Supplied records:
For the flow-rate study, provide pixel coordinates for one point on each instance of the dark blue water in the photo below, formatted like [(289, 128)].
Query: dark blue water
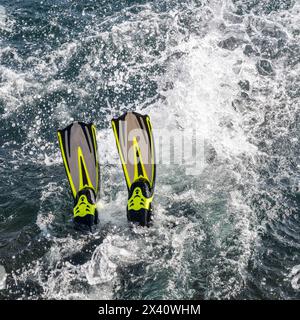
[(229, 69)]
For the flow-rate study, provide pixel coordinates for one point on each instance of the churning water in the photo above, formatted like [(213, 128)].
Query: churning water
[(228, 69)]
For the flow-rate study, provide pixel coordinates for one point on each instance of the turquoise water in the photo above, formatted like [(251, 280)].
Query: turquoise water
[(229, 69)]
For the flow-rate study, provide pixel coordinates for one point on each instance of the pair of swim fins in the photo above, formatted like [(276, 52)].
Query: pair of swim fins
[(135, 144)]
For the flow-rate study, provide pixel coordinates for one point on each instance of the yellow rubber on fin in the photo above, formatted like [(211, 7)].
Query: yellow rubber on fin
[(66, 165)]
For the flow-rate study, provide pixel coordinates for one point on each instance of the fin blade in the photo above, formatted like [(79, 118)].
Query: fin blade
[(135, 144)]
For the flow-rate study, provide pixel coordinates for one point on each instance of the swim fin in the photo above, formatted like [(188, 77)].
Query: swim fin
[(134, 139), (78, 147)]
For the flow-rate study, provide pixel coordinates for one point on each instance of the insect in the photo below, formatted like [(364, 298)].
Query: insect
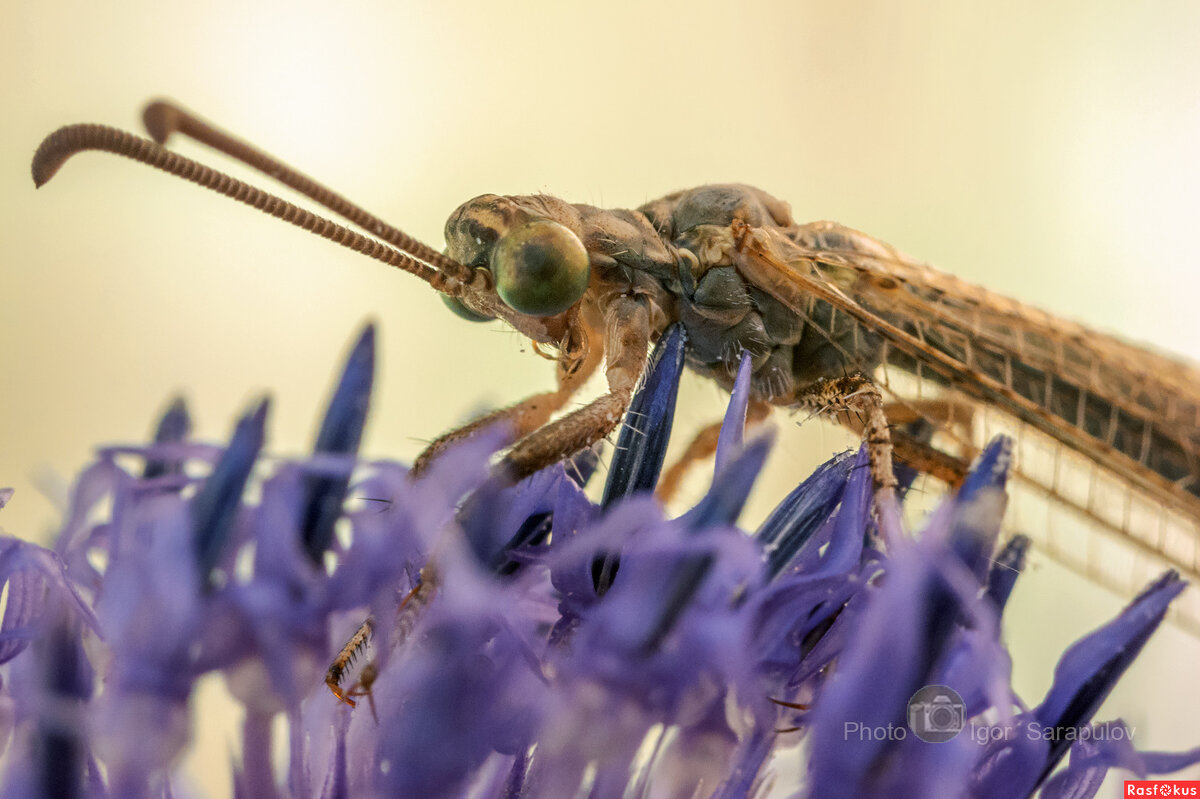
[(1108, 434)]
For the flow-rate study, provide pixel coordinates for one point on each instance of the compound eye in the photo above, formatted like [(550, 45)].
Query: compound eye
[(461, 310), (540, 268)]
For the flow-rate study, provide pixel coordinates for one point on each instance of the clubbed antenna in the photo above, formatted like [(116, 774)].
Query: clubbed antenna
[(66, 142)]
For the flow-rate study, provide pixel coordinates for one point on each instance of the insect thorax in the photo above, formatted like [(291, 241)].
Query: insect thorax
[(679, 252)]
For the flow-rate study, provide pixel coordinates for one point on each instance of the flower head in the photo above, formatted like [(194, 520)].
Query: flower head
[(528, 642)]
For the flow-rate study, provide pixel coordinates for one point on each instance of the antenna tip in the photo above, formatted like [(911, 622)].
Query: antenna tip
[(48, 157), (161, 119)]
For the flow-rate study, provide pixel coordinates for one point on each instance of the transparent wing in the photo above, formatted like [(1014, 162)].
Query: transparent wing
[(1108, 434)]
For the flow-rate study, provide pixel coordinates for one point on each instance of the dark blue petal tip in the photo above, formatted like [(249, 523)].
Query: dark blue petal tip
[(642, 442), (341, 432), (215, 506)]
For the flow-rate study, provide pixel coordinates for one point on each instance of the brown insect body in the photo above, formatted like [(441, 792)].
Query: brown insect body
[(810, 302)]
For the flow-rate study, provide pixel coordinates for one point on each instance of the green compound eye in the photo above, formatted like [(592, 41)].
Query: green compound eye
[(462, 311), (540, 268)]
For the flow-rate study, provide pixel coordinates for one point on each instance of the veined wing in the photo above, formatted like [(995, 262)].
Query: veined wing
[(1108, 434)]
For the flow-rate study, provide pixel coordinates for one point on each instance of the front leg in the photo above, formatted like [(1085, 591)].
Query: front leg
[(627, 343), (581, 356)]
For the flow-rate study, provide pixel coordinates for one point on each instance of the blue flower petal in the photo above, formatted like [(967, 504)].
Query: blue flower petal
[(803, 511), (340, 433), (729, 442), (731, 487), (642, 440), (216, 504), (1091, 667), (1007, 568), (174, 427)]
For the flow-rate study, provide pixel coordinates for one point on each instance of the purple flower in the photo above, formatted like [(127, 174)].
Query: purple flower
[(528, 642)]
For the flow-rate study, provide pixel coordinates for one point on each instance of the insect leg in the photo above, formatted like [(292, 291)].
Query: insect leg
[(857, 392), (627, 343), (407, 616), (703, 445), (916, 451), (579, 362)]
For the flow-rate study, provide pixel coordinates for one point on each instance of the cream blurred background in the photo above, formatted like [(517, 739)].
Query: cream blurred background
[(1044, 150)]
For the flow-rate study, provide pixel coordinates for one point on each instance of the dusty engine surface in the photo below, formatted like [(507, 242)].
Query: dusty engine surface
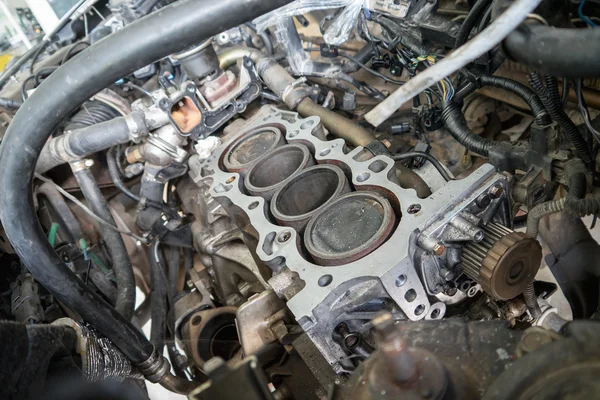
[(303, 200), (325, 222)]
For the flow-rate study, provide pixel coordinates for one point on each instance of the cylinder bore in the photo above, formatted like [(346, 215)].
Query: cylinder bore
[(274, 171), (251, 147), (306, 194), (349, 228)]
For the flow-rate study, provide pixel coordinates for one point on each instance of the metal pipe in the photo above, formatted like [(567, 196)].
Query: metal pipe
[(171, 30)]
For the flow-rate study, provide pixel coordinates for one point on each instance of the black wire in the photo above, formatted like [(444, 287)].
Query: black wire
[(414, 154), (69, 52), (584, 111), (87, 275), (39, 51), (372, 71), (24, 85), (565, 96), (43, 73)]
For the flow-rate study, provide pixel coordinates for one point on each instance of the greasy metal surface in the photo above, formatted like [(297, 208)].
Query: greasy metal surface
[(349, 228), (326, 291)]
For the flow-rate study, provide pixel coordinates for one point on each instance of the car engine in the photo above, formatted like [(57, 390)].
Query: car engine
[(310, 199)]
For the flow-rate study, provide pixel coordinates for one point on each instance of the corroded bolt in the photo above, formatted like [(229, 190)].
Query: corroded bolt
[(394, 349), (438, 249), (496, 191)]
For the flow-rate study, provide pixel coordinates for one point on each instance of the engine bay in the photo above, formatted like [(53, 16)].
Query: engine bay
[(304, 200)]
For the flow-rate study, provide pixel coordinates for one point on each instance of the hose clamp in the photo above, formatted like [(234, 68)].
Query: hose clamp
[(155, 367), (136, 123)]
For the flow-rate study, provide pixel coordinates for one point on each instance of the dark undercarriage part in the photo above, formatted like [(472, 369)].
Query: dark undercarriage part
[(305, 200)]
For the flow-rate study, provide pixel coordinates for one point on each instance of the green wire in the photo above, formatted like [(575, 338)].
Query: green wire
[(52, 234)]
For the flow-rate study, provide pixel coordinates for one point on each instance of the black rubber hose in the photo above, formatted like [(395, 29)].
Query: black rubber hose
[(158, 296), (529, 96), (551, 100), (91, 113), (469, 23), (569, 53), (82, 142), (10, 104), (457, 126), (114, 242), (113, 171), (531, 301), (173, 29)]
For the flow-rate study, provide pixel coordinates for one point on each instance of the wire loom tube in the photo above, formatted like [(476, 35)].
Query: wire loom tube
[(529, 96), (457, 126), (170, 30), (552, 102), (485, 41)]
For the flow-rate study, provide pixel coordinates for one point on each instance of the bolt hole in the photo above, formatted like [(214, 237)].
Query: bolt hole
[(413, 208), (363, 177), (420, 309), (401, 280), (325, 280), (284, 236), (410, 295), (307, 124)]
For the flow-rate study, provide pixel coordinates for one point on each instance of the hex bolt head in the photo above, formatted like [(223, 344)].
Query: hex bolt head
[(438, 249), (496, 191)]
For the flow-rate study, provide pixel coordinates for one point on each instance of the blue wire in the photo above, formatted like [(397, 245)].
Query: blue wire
[(583, 17)]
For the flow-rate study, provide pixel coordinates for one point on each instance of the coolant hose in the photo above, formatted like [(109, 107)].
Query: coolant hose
[(158, 296), (570, 53), (173, 29), (10, 104), (457, 126), (80, 143), (119, 257), (338, 125)]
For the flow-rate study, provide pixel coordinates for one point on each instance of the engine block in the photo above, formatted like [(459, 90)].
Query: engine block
[(380, 271)]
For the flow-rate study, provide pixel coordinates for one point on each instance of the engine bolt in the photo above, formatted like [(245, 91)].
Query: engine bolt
[(496, 191), (438, 249), (413, 208), (447, 274), (483, 201)]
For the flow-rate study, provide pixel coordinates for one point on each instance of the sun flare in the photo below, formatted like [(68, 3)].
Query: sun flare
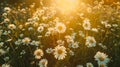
[(66, 6)]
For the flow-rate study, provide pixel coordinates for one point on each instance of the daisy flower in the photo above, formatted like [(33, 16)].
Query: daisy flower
[(60, 42), (40, 29), (5, 65), (75, 45), (49, 50), (43, 63), (60, 27), (11, 26), (60, 52), (102, 58), (7, 9), (89, 65), (86, 24), (26, 40), (38, 53), (90, 41)]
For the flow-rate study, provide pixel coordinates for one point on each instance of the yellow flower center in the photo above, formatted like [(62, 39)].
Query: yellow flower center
[(60, 27), (60, 51)]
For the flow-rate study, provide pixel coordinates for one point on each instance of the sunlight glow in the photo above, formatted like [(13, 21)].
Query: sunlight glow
[(66, 6)]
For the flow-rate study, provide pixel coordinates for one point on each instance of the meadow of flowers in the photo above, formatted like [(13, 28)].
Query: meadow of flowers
[(48, 36)]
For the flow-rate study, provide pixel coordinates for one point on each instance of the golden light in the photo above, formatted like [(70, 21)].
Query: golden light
[(66, 6)]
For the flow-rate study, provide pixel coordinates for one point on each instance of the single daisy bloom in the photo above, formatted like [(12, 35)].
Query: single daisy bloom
[(60, 52), (11, 26), (102, 65), (26, 40), (60, 27), (75, 45), (86, 24), (40, 29), (6, 65), (90, 41), (60, 42), (49, 50), (38, 53), (43, 63), (89, 65), (7, 9), (102, 58)]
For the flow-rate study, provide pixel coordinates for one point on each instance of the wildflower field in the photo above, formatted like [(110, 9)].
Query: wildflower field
[(60, 33)]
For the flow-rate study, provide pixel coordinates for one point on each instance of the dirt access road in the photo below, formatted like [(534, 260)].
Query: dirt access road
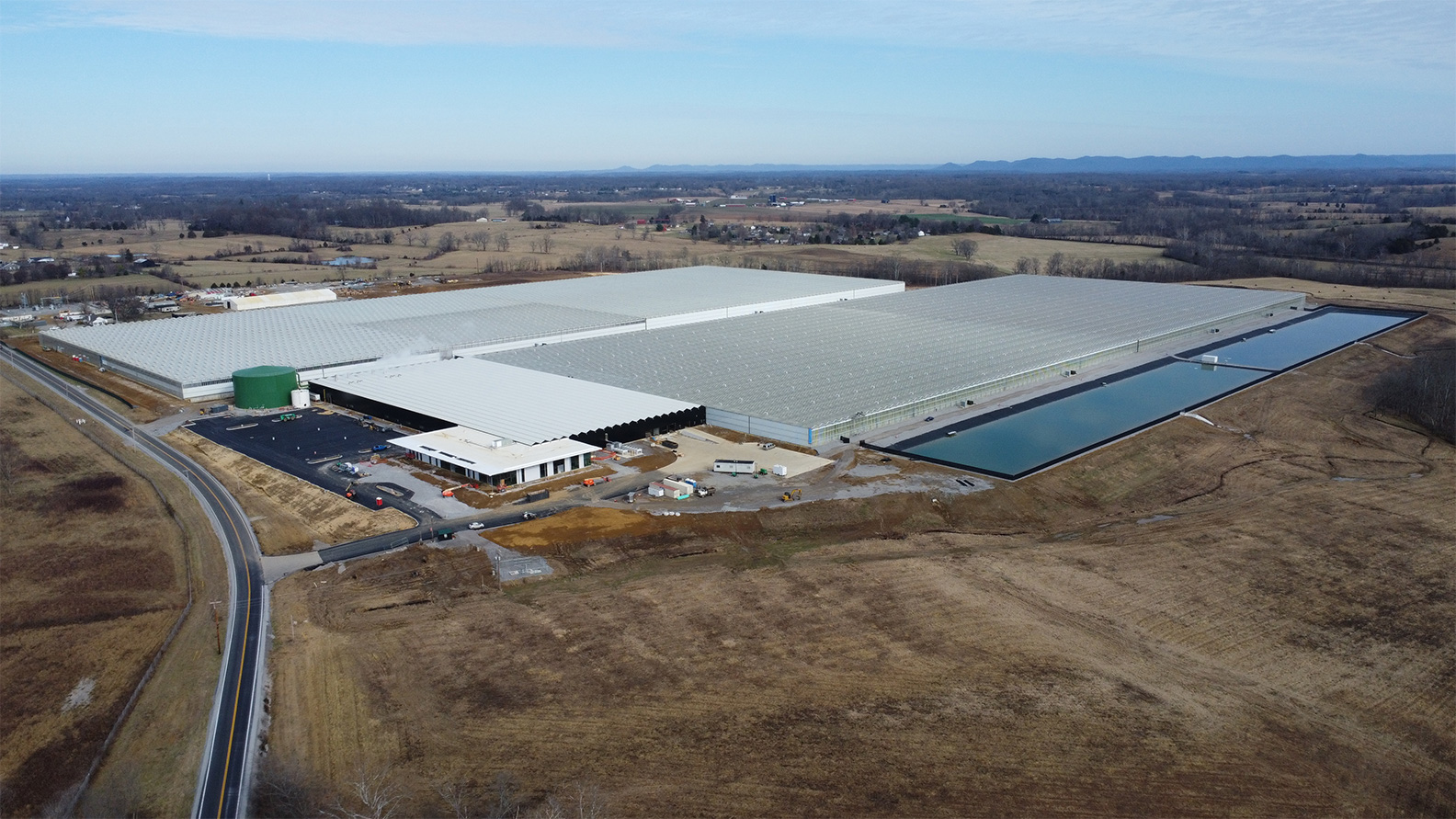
[(1258, 619)]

Do this: Copy the material word for word from the line with "like [(395, 29)]." to the line with "[(583, 17)]", including both of those lines.

Written solution:
For the flow-rate study, provide pixel coordinates for one point on each instance of the black rubber hose in the photo above, formatted like [(395, 29)].
Query: black rubber hose
[(158, 296), (529, 96), (551, 100), (91, 113), (469, 23), (569, 53), (82, 142), (10, 104), (457, 126), (114, 242), (113, 171), (531, 301), (173, 29)]
For the flow-rate study, provide pixel coordinates for one point on each instance of the wire loom tube in the photo above, formatted like [(476, 35)].
Query: wire loom tube
[(529, 96), (457, 126), (170, 30), (552, 102), (485, 41)]
For the flow-rate study, provide pixel coordinates for one point on each instance of the bolt hole in the photo above, formatted like [(214, 237)].
Query: bolt hole
[(413, 208), (363, 177), (420, 309), (401, 280), (325, 280), (284, 236), (410, 295), (307, 124)]
For the flow-rate study, provide pixel coordinates for one point on each instance of the hex bolt head in the photo above, formatted like [(223, 344)].
Query: hex bolt head
[(438, 249), (496, 191)]
For the flow-rate study, provide pixel coordinates for one point on each instance of the blue wire in the photo above, formatted like [(397, 245)].
Query: blue wire
[(583, 17)]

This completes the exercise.